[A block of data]
## Start
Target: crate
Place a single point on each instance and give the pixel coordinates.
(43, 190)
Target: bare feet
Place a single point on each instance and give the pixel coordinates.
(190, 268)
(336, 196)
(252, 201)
## End
_OBJECTIVE_. Write out every line of the records above again, word for word, without changing anything.

_FINAL ANSWER_.
Target: crate
Place a single point on each instance and give the pixel coordinates.
(43, 190)
Target: bare feet
Place a single point on each instance and give the pixel coordinates.
(190, 268)
(336, 196)
(252, 201)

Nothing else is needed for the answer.